SOURCE DOCUMENT:

# Edgar's getting bigger every day!



## spruce (Mar 13, 2008)

little Edgar is the cutest ever, Toby's going to be surprised how quick this little one grows!


----------



## Bella's Mama (Jun 12, 2011)

Wow, he is beautiful!!!!


----------



## stuck (Jan 21, 2010)

really cute pup! thanks for sharing!


----------



## ShipIt (Jun 6, 2011)

Thank you everyone!

@spruce: I know! Haha, I noticed today that he's already almost as tall as Toby! Toby's going to be in for the surprise of his life when Edgar's bigger than him and has the upper hand when their playing, haha.


----------



## goldenbrowneyes (Nov 10, 2010)

He is a cutie.


----------



## SandyK (Mar 20, 2011)

Edgar is so cute! I love seeing pictures.


----------



## Maddie'sMom2011 (Apr 26, 2011)

What a cutie! Enjoy!


----------



## ShipIt (Jun 6, 2011)

Thank you everyone!

Here's another picture of him and Toby. It describes their relationship perfectly! Toby is the stiff and rigid one who although he always innitiates playtime, gets rather easily annoyed. (Seen glaring in the picture.) And Edgar is the goofy, spontaneous, and crazy one. :yes:
The second picture is one I was trying to take of Edgar and Toby together, and Sumo snuck into the background as he was checking out what was going on. I thought that was cute.


----------



## Wendy427 (Apr 4, 2009)

sweet pics!


----------



## CAROLINA MOM (May 12, 2009)

Great pictures, Edgar is such a doll.


----------



## vcm5 (Apr 20, 2011)

Thanks for all the pictures! You know how we love seeing them! Edgar is too adorable - I love the little white patch on his chest!


----------



## C's Mom (Dec 7, 2009)

Great pics of a beautiful pup.


----------



## nolefan (Nov 6, 2009)

Edgar is so precious and he is going to be the most gorgeous color! Love the eye level photos with his chin on his paws.... too sweet


----------



## oakleysmommy (Feb 20, 2011)

Edgar is just adorable!!! enjoy him!


----------



## ShipIt (Jun 6, 2011)

Thank you so much!


----------



## ggdenny (Nov 2, 2008)

He is a real cutie.


----------



## Joanne & Asia (Jul 23, 2007)

Now that pup is too cute for words! I love all the pics. Keep therm coming.


----------



## DreamingGold (Mar 16, 2011)

Adorable!!!


----------



## Mandie (Feb 16, 2011)

How totally adorable is he!


----------



## Bellapuppy (Jun 18, 2011)

He really has some awesome coloring. I love the red ones!!


----------



## KaMu (May 17, 2010)

Toby is a cutie too! And so is Kitty. Now... Id like to see that same pose with the three of them in another 3 months... when Toby is looking up at that beautiful baby Golden!!!


----------



## mylissyk (Feb 25, 2007)

I love, love, love him! I just want to kiss that nose in the last picture.


----------



## West (Jul 9, 2010)

Edgar is beautiful!  I really like his coloring. And that cat, oh my god! Flame point siamese, right? Gorgeous! Looks like Edgar has a few cool playmates


----------



## ActionJackson (Oct 25, 2010)

great shots! your golden is one cute pup

I like the last shot - you got the whole gang


----------

SOURCE DATA:
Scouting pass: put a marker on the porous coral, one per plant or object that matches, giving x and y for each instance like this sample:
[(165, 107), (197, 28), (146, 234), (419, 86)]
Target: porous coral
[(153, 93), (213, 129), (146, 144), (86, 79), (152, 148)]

REQUIRED ACTIONS:
a - Decide whether each statement agrees with the forum thread about Edgar. Answer yes or no for each, and quote the deciding words of the thread exactly. (i) ShipIt reports that Edgar is already almost as tall as Toby. (ii) Toby is described as the goofy, spontaneous one of the pair. (iii) vcm5 mentions a white patch on Edgar's chest.
b - Copy the passage of the forum thread about Edgar from "Edgar is so precious" to "adorable!!! enjoy him!".

ANSWER SET:
a -
(i) Yes: "he's already almost as tall as Toby!"
(ii) No: "And Edgar is the goofy, spontaneous, and crazy one."
(iii) Yes: "I love the little white patch on his chest!"

b -
Edgar is so precious and he is going to be the most gorgeous color! Love the eye level photos with his chin on his paws.... too sweet


----------



## oakleysmommy (Feb 20, 2011)

Edgar is just adorable!!! enjoy him!